(SELECTED PASSAGE Opens)

Friday, January 15, 2010

Birth in Turkey

I won't post my entire birth story here, but I do want to write a little about my experience giving birth in a Turkish hospital -- although I must qualify the following by saying that I'm sure a dozen different women at a dozen different hospitals throughout Turkey would have a dozen different experiences; I can't claim my experience was typical.

I can say that I had moments during labour and in the days after the birth where I thought, next time I'm going back to Canada to have my baby! But before I get into the things I didn't like about my birth experience, I'll just say that I'm so proud of myself for having given birth naturally; I'm so in love with my son; and the whole experience was pretty incredible!

Now on to the negatives:
  • THEY WOULDN'T GIVE ME AN EPIDURAL! This is no small complaint. It had been on my birth plan; my doctor hadn't said anything about it being a problem; yet the doctor on duty (of course I went into labour in the middle of the night!) said they ''don't do'' epidurals with vaginal births. What??!! I think what he meant to say, was that the anesthesiologist only works from 9-5. Lesson learned: make sure your hospital is big enough to meet your needs. I was fooled by my hospital's shiny newness and modernity (each doctor had his own Doppler ultrasound machine in his office!)**

  • The nurses didn't seem to have consistent procedures in place. A few hours after giving birth, I fainted and threw up after getting out of bed for the first time to go to the bathroom. The nurse's first comment was, ''Haven't you eaten anything since the delivery?'' No one told me to!

(SELECTED PASSAGE Closes)
(DATA LISTING Opens)

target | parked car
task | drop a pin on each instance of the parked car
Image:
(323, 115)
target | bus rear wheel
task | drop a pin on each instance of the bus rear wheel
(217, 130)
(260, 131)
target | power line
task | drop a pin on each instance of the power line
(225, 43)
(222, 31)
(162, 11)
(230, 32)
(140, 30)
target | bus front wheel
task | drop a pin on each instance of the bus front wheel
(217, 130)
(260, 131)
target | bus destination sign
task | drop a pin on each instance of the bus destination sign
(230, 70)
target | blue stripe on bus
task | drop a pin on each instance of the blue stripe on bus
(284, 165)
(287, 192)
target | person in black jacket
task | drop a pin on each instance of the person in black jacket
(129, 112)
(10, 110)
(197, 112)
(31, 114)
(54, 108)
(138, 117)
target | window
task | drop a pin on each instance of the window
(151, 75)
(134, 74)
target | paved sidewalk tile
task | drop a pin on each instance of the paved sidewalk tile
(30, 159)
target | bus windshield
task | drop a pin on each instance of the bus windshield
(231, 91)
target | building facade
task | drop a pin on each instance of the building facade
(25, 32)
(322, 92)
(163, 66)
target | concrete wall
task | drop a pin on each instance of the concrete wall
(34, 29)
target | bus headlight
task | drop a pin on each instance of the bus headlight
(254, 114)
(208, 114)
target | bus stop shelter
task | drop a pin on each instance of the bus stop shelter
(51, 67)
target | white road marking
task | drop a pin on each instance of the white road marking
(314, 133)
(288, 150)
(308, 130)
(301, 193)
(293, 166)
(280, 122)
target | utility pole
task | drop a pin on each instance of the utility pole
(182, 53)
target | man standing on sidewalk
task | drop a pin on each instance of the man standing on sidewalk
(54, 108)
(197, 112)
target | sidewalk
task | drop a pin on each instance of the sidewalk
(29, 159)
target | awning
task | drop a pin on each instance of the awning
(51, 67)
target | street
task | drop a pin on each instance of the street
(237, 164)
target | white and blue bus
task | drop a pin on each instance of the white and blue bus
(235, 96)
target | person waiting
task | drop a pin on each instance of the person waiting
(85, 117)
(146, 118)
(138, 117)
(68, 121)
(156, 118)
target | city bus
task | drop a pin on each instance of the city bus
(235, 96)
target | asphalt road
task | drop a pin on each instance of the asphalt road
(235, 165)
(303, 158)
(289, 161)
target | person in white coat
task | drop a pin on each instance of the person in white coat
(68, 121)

(DATA LISTING Closes)

### [WORK TO COMPLETE]
(1) Rewrite the paragraph of the post on birth in Turkey that begins "I can say that I had moments" more briefly, keeping its main facts.
(2) Reproduce the part of the post on birth in Turkey starting at "Birth in Turkey" and ending at "was pretty incredible!", word for word.

### [TASK-BY-TASK RESULTS]
(1) During labor and in the days after the birth, I sometimes thought I'd go back to Canada to have my next baby. Before turning to what I disliked, though: I'm very proud of giving birth naturally, I'm deeply in love with my son, and the whole experience was incredible.

(2)
Birth in Turkey

I won't post my entire birth story here, but I do want to write a little about my experience giving birth in a Turkish hospital -- although I must qualify the following by saying that I'm sure a dozen different women at a dozen different hospitals throughout Turkey would have a dozen different experiences; I can't claim my experience was typical.

I can say that I had moments during labour and in the days after the birth where I thought, next time I'm going back to Canada to have my baby! But before I get into the things I didn't like about my birth experience, I'll just say that I'm so proud of myself for having given birth naturally; I'm so in love with my son; and the whole experience was pretty incredible!